Extract from the listing each line in which the word "after" appears.

-------- Record excerpts

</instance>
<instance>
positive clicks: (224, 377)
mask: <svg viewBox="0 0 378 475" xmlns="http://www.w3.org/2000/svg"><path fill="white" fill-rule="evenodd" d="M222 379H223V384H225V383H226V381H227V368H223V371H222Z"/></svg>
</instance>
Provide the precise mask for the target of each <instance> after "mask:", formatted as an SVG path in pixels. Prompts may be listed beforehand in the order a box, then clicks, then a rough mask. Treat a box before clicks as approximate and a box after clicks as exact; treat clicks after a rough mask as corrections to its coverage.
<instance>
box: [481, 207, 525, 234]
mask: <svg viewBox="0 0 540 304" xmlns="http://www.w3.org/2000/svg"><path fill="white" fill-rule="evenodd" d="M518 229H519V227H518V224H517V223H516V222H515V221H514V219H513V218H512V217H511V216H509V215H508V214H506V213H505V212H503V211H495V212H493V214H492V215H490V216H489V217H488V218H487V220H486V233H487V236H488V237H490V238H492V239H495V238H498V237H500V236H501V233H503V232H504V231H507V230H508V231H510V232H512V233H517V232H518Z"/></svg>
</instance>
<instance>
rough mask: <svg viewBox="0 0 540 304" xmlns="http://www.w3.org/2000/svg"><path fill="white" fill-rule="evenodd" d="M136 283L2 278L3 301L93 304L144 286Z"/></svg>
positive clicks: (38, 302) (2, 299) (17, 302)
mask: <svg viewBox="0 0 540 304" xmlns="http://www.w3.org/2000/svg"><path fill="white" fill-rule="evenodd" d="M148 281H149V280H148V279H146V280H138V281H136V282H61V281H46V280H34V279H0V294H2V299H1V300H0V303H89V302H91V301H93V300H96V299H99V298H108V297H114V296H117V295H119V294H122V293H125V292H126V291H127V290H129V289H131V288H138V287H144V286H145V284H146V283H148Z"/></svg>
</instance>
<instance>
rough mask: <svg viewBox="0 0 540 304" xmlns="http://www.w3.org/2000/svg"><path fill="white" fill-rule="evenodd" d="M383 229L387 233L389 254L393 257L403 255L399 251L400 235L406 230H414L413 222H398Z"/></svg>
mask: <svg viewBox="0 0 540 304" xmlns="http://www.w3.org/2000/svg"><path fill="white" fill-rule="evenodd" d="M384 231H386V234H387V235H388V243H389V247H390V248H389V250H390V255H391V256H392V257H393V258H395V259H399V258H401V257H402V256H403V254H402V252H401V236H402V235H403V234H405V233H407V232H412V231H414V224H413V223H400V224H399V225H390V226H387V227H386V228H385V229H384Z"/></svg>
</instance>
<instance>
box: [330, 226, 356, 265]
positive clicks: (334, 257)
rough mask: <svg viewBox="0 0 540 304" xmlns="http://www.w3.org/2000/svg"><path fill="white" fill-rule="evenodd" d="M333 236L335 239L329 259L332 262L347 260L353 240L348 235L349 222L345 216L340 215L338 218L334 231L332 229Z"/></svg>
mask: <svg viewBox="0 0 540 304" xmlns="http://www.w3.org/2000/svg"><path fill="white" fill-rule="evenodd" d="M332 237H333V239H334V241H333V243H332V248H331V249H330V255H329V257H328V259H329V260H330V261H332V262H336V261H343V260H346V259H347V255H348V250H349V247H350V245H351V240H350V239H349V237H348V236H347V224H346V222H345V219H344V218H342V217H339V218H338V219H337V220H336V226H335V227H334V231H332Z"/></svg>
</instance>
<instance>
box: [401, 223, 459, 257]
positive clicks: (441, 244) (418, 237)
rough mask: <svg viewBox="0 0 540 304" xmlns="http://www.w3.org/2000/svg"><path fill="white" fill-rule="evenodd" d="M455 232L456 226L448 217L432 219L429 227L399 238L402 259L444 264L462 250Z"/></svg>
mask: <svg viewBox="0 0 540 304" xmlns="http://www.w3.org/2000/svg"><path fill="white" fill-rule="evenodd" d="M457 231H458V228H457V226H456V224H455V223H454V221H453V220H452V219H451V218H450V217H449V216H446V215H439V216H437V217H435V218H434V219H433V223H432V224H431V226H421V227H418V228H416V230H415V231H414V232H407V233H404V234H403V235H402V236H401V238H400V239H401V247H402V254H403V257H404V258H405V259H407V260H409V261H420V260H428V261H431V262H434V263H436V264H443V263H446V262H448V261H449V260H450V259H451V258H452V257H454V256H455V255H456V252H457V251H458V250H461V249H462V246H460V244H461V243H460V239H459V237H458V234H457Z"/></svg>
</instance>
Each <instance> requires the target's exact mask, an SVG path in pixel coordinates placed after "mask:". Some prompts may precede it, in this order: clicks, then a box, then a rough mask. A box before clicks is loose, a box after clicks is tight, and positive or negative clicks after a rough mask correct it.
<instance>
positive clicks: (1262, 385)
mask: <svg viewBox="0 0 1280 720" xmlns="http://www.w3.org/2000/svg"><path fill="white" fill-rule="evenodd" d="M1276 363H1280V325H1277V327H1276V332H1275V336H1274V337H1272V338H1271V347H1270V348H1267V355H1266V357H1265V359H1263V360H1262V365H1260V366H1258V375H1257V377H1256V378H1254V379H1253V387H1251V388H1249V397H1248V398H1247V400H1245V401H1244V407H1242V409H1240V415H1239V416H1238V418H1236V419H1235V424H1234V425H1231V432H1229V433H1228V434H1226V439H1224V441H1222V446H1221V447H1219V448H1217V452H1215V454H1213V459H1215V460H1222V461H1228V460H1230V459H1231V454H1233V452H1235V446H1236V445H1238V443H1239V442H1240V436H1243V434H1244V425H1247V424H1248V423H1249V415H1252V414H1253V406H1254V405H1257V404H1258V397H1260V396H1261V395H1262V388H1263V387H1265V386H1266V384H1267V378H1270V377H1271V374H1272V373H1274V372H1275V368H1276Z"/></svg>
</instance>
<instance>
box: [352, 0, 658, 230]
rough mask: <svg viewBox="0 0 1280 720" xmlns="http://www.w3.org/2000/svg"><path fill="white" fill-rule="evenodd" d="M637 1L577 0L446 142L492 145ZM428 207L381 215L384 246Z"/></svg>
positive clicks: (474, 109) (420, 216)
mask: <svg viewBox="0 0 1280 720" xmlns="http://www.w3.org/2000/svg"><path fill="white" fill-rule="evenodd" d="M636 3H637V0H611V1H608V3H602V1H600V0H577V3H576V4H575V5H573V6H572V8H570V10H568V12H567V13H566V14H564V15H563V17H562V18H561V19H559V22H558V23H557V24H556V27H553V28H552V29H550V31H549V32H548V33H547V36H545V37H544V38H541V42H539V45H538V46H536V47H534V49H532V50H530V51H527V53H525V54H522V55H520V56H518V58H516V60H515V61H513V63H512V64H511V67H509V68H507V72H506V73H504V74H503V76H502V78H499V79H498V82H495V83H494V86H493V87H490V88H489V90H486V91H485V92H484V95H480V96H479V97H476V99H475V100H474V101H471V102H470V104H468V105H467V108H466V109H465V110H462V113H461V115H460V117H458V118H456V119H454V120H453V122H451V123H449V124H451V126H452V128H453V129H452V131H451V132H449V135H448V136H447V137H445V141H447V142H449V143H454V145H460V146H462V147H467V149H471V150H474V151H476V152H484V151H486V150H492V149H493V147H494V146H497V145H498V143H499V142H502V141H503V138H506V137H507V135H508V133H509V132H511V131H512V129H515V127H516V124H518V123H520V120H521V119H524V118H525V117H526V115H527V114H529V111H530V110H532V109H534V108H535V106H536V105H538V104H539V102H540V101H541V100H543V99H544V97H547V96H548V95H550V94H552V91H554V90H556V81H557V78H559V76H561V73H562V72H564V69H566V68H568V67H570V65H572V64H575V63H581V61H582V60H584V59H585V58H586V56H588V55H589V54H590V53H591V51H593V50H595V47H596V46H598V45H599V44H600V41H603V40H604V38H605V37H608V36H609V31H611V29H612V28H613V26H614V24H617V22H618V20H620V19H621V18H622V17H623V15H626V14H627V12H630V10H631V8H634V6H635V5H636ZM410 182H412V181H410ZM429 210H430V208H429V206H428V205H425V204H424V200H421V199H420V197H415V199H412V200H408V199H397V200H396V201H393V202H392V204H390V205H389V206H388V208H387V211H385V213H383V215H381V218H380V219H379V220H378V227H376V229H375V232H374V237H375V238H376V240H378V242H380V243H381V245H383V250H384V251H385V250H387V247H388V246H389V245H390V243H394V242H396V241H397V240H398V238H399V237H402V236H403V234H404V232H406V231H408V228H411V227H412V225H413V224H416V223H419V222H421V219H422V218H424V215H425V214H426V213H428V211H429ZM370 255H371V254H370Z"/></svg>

----------------

- _Result for this task_:
Provide the precise mask for the target of each <instance> after "mask:", formatted as an SVG path in pixels. Prompts may be listed beforehand in the order a box, then clicks, then a rough mask. Treat a box before clicks as approximate and a box after clicks as exact; treat clicks after a rough mask as corrections to its coverage.
Each <instance> requires the target's exact mask, an SVG path in pixel coordinates placed after "mask:". Some prompts may precede it, in this order: clicks, then a box, then a rough mask. A box before clicks is loose, a box after clicks is tight, and positive or negative clicks after a rough mask correct it.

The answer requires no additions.